● Text to read
■ ■ ■ ■

(Fifth in a series of position-by-position previews of the 2014 Buffs to be posted on CUBuffs.com during preseason camp. Today: Quarterbacks)
BOULDER – Sefo Liufau prefers to face forward and keep the past where it belongs – behind him. But there are times, mostly when he studies tape of the 2013 University of Colorado football season, that keeping the past at bay is difficult.
One game in particular – CU’s 44-20 homecoming loss to Arizona – gnaws at him.
“Looking at games and throws from last year, some decisions could have changed the game,” Liufau said. “The Arizona game – I don’t like to go back on those because it’s kind of upsetting – but if I would have hit D.D. (Goodson) on his fade route and scored a touchdown it could have changed the game drastically . . . I’ve got to make better decisions this year.”
In a nutshell, that simple but vital objective tops Liufau’s priority list as he heads into his second season as the Buffaloes’ starting quarterback. It’s been awhile since CU had the luxury of a returning starter at that position, going back to the strange Cody Hawkins-Tyler Hansen swap out of another coaching era.

■ ■ ■ ■

● Information supplied
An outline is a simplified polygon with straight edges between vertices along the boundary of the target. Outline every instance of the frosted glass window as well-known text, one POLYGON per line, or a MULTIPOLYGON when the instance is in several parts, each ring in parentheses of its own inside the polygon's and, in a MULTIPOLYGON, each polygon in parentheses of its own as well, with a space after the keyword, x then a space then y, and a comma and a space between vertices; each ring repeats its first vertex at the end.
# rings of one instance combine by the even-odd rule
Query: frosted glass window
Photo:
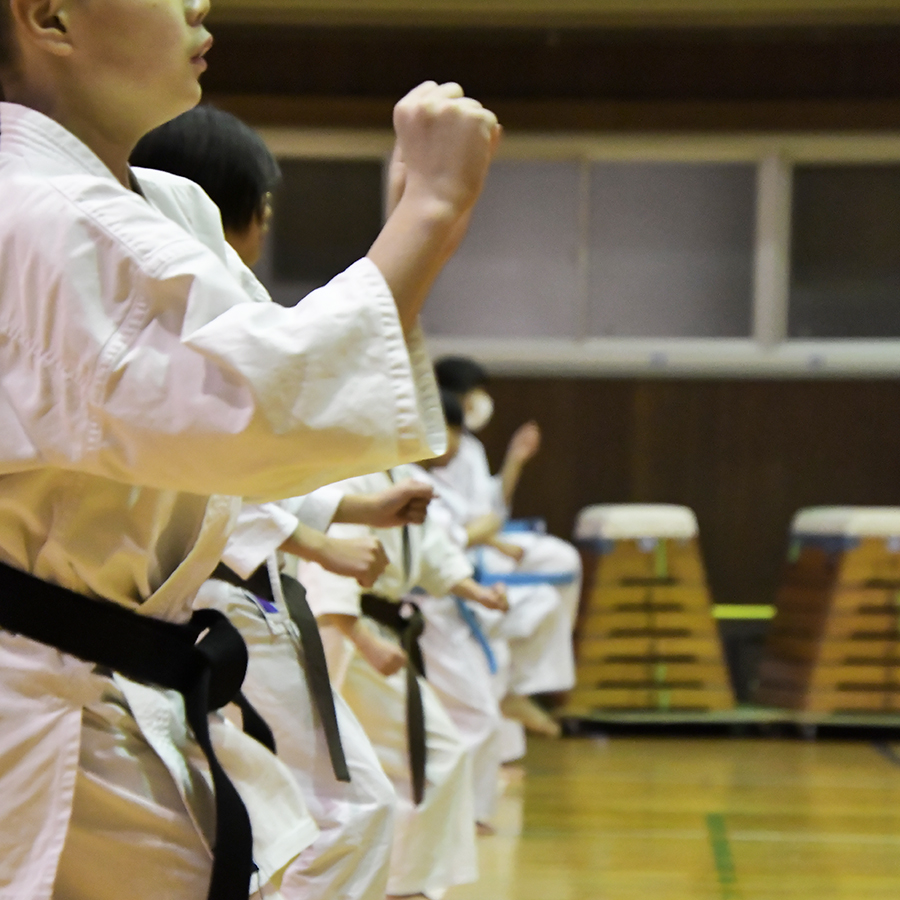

■ ■ ■ ■

● Requirements
A. In the quarterback preview, what was the final score of CU's homecoming loss to Arizona?
B. Repeat word for word the part of the quarterback preview that begins with the words "BOULDER – Sefo" and stops after "bay is difficult.".

● Worked answers
A. Arizona won 44-20.

B.
BOULDER – Sefo Liufau prefers to face forward and keep the past where it belongs – behind him. But there are times, mostly when he studies tape of the 2013 University of Colorado football season, that keeping the past at bay is difficult.